**Directions for this task:**
In the text on data preparation below, copy word for word the part that starts with the words "Data mining has" and ends with "correct data preparation.".
Given text Start Marker
Data mining has demonstrated to be an activity of interest because it allows the exploration of high volumes of data in order to extract implicit, potentially useful and previously unknown information [1]. However, the quality of the hidden knowledge depends on correct data preparation.

Authors pointed out that data preparation takes about 50–70 % [2], sometimes 80 % [3] or even up to 90 % of the time, because real data may be incomplete, noisy and inconsistent [4]. Therefore, the experts require systematic and detailed methodologies and automated tools in order to reduce the effort required to perform this phase.

Related works on data preparation methodologies are limited. In [2], the authors proposed a process model that can be used in several domains; however, its level of detail is very general for each phase and sub-phase. The sub-phases of the data preparation do not describe the particular tasks for a given domain nor the order of how to execute them. Other methodologies [3, 5, 6] are focused on a particular data preparation sub-phase, data cleaning or data selection.

In [7], the authors use population and epidemiological cancer databases in order to establish and display, cartographically, possible relations between patients with cancer and their proximity to factories and cell phone antennas.

In the healthcare domain, there is research [810] that uses epidemiological databases and shows the uses of them in data mining projects. In [11], the authors proposed a data preparation method that uses clustering and classification techniques for eliminating inconsistent data. Their methodology was applied on heart and diabetes datasets.
Given text End Marker
Input data Start Marker
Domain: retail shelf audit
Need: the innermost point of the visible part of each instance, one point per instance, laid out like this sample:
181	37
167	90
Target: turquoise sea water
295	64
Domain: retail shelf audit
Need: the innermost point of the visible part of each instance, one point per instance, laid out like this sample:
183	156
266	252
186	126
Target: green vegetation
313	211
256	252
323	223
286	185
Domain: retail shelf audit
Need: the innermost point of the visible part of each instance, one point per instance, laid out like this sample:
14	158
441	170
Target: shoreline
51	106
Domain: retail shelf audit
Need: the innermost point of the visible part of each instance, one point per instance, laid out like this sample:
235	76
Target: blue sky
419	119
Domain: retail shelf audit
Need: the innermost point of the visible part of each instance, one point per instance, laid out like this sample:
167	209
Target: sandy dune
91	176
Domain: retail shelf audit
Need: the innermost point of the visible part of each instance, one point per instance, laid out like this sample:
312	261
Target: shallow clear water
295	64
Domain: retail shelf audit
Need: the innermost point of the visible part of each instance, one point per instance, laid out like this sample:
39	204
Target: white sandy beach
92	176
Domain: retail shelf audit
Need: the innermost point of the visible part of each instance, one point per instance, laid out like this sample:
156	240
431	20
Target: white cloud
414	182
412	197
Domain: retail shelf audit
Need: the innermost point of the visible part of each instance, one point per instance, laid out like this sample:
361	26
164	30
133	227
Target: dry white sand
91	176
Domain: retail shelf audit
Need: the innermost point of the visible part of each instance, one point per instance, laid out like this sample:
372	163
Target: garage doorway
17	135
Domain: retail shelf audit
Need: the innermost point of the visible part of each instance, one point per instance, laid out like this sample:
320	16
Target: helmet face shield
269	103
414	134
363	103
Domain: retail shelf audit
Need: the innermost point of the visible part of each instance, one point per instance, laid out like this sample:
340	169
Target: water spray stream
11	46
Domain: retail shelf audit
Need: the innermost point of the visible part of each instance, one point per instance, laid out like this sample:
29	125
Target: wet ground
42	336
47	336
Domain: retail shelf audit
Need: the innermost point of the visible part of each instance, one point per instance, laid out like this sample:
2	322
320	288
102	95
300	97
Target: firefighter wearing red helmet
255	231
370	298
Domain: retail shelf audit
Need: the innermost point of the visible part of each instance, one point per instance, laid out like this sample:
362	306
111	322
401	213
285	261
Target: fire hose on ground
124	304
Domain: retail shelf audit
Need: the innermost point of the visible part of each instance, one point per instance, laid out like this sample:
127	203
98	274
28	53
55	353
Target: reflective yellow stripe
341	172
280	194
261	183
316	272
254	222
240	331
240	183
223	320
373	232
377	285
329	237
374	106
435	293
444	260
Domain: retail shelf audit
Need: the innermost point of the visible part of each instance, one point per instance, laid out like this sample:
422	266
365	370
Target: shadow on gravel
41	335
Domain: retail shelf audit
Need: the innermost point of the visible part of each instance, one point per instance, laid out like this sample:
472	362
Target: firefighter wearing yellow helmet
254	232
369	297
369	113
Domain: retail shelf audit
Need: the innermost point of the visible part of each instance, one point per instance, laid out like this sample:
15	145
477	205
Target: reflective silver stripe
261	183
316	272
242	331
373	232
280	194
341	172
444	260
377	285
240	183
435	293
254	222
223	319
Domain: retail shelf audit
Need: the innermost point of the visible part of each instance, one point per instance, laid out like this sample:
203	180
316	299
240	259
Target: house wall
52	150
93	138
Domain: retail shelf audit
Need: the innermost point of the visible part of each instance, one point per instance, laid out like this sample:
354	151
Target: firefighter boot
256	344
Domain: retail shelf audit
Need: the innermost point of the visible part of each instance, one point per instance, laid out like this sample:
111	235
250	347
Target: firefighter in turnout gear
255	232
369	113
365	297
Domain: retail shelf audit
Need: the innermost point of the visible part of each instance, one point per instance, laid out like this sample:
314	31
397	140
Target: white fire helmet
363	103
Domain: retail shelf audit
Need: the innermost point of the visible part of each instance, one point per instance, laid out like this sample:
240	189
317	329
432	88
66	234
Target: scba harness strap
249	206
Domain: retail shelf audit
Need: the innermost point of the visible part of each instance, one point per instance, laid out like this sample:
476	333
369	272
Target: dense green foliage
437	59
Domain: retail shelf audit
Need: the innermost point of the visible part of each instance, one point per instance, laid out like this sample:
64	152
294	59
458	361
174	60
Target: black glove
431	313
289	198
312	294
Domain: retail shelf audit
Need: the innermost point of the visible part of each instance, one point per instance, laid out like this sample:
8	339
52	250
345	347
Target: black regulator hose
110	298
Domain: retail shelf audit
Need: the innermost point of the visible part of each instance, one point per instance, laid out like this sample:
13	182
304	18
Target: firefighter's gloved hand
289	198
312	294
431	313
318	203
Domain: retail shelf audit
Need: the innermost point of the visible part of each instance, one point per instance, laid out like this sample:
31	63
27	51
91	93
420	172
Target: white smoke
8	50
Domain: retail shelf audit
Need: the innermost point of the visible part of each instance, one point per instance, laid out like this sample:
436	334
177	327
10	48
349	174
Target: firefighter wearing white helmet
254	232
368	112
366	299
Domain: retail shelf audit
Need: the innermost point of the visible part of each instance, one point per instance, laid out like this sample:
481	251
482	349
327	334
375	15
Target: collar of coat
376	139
Input data End Marker
**Final answer:**
Data mining has demonstrated to be an activity of interest because it allows the exploration of high volumes of data in order to extract implicit, potentially useful and previously unknown information [1]. However, the quality of the hidden knowledge depends on correct data preparation.